- **What is being asked**: Scan the records for the string "like" and copy every line that holds it.
===== Given records =====
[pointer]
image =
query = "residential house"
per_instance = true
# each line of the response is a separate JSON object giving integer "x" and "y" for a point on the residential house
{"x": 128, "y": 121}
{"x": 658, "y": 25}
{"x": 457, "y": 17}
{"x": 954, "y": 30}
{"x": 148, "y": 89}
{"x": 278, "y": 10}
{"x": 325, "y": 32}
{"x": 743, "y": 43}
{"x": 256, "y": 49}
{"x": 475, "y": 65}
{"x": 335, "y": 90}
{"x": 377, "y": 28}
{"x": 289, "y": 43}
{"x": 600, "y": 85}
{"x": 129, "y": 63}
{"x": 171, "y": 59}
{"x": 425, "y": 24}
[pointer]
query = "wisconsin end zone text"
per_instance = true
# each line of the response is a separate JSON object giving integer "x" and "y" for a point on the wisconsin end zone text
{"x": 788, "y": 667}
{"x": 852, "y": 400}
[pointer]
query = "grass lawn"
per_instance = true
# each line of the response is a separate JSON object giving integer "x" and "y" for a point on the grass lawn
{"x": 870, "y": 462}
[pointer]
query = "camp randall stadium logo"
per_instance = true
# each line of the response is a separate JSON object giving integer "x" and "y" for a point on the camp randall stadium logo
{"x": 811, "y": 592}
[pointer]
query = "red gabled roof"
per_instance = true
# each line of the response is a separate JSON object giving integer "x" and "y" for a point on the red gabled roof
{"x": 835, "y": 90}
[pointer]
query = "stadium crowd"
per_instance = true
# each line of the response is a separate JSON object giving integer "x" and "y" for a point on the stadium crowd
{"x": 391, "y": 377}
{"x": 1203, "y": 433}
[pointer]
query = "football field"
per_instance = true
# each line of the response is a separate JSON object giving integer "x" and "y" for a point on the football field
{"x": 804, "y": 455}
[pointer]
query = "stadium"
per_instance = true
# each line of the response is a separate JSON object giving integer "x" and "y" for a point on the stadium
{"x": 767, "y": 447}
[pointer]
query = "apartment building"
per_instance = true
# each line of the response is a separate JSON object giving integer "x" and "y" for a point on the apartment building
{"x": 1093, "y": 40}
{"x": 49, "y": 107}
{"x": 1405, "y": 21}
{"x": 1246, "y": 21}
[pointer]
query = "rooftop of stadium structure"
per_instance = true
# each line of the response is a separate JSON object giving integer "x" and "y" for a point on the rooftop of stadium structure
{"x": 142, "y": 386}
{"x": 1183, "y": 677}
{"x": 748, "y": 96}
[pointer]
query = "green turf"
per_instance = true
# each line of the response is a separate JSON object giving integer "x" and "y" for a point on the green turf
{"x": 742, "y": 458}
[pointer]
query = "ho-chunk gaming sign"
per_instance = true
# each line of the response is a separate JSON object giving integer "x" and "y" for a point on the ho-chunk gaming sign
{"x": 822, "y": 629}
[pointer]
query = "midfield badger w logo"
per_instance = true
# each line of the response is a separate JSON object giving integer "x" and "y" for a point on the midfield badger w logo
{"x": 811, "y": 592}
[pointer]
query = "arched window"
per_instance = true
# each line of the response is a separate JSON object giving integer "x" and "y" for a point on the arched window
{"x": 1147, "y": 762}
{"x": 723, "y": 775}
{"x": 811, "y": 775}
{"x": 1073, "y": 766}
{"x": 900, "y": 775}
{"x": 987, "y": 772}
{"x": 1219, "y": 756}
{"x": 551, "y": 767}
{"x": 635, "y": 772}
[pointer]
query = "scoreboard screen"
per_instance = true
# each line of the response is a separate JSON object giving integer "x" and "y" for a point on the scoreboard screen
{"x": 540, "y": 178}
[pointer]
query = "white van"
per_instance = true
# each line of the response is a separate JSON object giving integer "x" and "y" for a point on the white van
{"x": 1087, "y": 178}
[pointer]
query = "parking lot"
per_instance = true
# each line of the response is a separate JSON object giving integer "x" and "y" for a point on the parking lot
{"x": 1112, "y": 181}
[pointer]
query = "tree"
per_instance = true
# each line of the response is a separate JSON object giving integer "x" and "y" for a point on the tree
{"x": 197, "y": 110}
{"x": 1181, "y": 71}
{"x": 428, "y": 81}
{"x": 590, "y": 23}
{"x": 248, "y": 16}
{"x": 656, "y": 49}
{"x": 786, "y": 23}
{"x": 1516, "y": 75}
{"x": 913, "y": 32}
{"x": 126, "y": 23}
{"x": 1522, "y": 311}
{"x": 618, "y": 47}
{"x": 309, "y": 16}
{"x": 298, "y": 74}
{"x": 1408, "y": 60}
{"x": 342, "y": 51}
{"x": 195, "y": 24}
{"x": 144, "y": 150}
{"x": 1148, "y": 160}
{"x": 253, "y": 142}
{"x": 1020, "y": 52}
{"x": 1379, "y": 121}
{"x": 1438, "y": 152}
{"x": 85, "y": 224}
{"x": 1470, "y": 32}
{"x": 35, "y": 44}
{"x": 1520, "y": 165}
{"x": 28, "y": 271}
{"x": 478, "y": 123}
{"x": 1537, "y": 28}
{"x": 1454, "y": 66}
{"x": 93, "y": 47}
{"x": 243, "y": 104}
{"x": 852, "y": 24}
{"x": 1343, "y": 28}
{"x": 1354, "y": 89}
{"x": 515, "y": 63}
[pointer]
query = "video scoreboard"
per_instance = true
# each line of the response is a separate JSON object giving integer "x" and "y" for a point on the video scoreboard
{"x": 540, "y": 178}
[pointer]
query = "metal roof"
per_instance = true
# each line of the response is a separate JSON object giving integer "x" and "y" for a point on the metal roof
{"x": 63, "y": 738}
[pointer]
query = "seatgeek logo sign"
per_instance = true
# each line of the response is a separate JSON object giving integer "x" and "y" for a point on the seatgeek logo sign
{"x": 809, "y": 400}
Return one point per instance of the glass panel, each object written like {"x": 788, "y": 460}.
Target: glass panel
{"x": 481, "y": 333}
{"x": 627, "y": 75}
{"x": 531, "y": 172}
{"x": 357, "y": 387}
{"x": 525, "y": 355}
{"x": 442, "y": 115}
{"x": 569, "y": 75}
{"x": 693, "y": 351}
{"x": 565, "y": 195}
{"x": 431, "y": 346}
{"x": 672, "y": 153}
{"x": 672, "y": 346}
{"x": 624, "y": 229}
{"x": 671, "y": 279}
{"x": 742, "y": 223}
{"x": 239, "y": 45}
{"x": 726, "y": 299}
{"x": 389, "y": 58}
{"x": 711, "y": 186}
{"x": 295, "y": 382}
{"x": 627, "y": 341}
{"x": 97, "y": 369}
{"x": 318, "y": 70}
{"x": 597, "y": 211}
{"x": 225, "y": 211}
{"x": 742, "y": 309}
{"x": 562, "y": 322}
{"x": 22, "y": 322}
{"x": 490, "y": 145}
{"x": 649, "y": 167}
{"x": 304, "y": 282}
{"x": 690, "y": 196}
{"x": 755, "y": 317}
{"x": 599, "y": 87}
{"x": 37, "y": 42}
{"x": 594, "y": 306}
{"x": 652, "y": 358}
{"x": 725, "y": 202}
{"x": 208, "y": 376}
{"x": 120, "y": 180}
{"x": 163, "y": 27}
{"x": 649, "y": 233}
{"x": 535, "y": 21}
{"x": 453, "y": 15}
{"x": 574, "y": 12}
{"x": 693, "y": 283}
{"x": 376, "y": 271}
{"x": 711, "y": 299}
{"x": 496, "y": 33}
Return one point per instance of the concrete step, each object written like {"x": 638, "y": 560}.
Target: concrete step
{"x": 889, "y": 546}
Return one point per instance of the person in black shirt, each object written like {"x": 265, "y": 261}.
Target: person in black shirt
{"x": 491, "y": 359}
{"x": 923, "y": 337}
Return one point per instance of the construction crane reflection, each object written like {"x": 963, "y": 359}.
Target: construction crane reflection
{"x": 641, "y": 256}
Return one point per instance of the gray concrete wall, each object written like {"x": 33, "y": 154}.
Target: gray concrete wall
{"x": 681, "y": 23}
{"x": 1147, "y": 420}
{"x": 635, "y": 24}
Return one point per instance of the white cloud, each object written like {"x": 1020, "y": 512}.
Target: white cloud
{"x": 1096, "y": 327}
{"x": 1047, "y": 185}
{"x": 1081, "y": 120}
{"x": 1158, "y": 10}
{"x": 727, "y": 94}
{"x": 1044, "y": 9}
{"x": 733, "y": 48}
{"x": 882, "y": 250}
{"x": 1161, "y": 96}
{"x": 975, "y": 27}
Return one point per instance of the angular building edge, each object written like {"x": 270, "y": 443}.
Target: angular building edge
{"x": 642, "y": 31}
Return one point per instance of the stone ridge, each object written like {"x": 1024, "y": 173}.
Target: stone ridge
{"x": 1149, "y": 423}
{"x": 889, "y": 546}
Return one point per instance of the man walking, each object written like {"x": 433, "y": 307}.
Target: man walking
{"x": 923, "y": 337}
=====
- **Exercise output**:
Return one point per instance of the glass panel, each object written like {"x": 788, "y": 460}.
Return one point per instance of the concrete step, each object written like {"x": 638, "y": 560}.
Return one point per instance of the person in black shirt, each object written like {"x": 265, "y": 261}.
Return one point per instance of the construction crane reflection, each object written like {"x": 963, "y": 359}.
Return one point per instance of the gray concrete wall, each object written like {"x": 33, "y": 154}.
Return one point per instance of the white cloud, each object written like {"x": 1020, "y": 512}.
Return one point per instance of the angular building edge, each object written like {"x": 270, "y": 443}.
Return one point per instance of the stone ridge, each object written like {"x": 1024, "y": 173}.
Return one point per instance of the man walking, each object written like {"x": 433, "y": 307}.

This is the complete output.